(Collected data entries)
Start of Block
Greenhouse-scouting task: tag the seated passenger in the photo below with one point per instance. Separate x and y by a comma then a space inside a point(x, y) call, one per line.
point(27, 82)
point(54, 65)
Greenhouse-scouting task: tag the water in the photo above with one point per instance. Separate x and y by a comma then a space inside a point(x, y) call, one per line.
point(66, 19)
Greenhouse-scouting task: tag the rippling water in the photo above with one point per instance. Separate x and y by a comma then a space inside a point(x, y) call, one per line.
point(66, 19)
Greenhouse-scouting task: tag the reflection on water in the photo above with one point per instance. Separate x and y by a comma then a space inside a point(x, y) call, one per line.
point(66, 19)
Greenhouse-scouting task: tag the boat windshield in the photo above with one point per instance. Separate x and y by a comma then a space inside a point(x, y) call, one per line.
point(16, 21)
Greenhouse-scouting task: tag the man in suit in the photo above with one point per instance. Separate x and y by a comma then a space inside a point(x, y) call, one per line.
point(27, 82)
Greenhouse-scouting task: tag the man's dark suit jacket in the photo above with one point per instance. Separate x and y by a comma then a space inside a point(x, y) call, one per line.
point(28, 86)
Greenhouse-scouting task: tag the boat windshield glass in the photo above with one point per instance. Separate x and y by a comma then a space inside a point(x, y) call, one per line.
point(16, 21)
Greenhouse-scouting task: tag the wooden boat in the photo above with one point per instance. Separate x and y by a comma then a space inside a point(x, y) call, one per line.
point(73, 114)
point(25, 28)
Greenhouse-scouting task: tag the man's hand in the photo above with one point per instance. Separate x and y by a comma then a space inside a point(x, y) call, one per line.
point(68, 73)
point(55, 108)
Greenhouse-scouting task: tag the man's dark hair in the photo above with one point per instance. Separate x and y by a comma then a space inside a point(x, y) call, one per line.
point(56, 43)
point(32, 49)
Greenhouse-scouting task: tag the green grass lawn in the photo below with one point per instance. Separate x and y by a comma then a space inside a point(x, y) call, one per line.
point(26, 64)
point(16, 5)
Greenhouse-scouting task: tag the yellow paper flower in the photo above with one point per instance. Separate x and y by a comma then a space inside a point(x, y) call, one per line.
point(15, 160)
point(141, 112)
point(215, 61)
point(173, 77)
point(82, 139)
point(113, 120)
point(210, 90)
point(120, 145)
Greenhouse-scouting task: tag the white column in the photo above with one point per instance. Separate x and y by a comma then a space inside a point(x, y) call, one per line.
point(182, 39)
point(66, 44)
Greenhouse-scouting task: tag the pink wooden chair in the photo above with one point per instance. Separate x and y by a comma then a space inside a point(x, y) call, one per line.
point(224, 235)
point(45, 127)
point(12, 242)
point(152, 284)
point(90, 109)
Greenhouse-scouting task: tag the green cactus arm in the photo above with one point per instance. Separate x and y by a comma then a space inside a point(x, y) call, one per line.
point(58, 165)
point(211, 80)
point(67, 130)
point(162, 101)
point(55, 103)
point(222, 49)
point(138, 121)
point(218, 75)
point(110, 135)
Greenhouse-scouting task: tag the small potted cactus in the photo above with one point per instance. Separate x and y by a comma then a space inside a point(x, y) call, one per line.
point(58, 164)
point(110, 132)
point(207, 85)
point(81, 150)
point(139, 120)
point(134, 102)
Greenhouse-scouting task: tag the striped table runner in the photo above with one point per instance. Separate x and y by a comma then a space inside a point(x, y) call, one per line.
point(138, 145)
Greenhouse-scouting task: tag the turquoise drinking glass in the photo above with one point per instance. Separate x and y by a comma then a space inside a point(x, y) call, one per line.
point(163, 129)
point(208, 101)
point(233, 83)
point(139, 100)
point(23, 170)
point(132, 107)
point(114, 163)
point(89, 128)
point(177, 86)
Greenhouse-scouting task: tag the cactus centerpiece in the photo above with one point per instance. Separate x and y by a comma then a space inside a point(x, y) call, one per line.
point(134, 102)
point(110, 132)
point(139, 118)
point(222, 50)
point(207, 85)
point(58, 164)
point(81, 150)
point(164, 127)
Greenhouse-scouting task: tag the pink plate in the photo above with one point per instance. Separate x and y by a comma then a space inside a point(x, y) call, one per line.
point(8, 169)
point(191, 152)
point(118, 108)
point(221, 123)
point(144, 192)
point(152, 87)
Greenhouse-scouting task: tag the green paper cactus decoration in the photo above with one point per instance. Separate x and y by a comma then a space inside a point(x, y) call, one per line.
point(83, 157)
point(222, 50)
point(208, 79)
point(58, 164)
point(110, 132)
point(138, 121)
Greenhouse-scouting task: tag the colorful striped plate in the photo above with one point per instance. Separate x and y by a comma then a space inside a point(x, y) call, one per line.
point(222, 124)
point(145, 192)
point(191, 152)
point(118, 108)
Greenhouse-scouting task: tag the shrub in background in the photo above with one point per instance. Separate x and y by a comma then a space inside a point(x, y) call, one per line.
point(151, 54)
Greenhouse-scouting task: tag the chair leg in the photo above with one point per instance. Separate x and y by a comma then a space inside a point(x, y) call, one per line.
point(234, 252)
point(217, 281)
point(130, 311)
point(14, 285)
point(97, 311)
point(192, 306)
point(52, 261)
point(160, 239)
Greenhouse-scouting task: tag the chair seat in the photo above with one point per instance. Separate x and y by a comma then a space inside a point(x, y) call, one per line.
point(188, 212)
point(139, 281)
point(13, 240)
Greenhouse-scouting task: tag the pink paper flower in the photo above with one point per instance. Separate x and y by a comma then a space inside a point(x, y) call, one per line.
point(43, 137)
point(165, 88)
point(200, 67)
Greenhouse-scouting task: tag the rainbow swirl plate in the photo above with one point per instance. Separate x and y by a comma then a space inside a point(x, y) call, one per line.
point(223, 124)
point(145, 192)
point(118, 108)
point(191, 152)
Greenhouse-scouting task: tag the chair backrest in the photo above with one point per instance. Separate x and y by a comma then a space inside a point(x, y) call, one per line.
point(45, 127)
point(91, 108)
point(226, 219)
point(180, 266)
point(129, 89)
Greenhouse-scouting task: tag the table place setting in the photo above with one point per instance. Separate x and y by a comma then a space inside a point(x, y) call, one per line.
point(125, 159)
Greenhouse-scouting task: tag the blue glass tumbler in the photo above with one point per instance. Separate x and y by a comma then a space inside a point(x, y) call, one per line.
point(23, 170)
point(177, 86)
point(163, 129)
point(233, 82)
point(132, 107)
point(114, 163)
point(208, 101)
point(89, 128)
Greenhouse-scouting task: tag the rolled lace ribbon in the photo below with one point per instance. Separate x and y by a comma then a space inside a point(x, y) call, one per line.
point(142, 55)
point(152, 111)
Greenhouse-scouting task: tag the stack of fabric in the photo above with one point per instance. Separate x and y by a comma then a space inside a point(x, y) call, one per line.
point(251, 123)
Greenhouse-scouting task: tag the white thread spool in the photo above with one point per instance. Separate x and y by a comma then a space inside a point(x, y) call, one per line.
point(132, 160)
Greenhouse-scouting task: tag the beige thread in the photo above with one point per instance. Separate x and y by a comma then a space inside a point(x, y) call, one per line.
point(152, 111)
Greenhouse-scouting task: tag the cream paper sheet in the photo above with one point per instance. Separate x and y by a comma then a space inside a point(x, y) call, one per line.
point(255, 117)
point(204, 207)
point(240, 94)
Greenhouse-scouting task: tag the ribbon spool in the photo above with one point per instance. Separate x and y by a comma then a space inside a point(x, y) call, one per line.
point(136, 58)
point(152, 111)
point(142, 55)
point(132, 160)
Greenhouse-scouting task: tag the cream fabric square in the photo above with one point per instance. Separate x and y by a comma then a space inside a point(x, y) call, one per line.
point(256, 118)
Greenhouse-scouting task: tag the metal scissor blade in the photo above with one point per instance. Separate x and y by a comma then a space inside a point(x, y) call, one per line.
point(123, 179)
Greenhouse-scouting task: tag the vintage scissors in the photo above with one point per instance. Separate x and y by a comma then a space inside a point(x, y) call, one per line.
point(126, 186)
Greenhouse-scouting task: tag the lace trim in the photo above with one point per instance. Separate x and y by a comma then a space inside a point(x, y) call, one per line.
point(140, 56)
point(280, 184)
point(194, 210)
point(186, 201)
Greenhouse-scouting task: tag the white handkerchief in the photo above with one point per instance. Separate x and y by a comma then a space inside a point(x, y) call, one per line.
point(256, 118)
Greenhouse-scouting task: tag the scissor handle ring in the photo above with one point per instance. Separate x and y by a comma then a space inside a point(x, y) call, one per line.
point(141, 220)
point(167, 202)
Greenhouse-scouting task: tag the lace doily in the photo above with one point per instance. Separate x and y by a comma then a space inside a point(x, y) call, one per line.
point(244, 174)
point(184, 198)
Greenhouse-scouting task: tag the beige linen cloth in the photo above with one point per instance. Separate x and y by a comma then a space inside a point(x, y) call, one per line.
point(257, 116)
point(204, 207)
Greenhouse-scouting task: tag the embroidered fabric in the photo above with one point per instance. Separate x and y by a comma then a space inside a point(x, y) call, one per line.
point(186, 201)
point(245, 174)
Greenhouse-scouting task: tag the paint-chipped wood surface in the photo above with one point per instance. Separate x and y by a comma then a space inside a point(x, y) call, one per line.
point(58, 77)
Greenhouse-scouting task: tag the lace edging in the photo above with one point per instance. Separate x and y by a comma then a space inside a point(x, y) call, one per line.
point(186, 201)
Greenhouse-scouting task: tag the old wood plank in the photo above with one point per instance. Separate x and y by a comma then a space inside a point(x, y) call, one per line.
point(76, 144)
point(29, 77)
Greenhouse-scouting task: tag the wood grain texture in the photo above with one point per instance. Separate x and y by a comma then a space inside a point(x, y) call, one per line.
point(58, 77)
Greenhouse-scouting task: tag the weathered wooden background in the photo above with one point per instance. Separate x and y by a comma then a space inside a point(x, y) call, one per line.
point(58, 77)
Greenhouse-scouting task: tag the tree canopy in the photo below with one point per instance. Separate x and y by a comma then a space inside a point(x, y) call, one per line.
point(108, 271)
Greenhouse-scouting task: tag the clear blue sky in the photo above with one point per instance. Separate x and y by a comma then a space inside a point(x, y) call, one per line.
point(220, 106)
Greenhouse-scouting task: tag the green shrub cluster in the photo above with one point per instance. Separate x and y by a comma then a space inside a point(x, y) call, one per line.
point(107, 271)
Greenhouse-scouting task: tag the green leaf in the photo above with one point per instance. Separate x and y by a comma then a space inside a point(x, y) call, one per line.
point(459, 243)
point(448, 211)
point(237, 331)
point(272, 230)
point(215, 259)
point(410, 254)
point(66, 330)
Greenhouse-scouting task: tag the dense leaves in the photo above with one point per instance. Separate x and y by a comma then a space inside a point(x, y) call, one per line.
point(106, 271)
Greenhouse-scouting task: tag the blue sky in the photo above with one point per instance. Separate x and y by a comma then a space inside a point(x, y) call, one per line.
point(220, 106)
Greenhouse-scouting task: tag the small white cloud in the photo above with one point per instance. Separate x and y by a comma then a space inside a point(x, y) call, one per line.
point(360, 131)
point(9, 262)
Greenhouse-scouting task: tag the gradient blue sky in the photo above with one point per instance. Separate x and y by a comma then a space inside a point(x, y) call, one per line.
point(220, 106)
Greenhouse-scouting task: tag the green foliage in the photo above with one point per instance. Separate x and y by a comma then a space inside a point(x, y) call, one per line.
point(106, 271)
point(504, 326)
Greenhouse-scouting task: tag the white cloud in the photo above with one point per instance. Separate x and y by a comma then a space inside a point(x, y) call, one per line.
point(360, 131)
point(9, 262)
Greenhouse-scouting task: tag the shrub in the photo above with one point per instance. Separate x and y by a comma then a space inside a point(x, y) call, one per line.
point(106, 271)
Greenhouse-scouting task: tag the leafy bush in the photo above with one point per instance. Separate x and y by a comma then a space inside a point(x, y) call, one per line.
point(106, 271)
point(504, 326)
End of Block
= Directions for this task =
Only the lines from the one holding "Greenhouse-scouting task: tag the leafy" to the end of the entries above belong in the answer, each copied exactly.

= Solution to this problem =
Greenhouse-scouting task: tag the leafy bush in the photo above with one point per instance. Separate x and y by a comma then a space inside a point(x, y) call, one per line.
point(106, 271)
point(504, 326)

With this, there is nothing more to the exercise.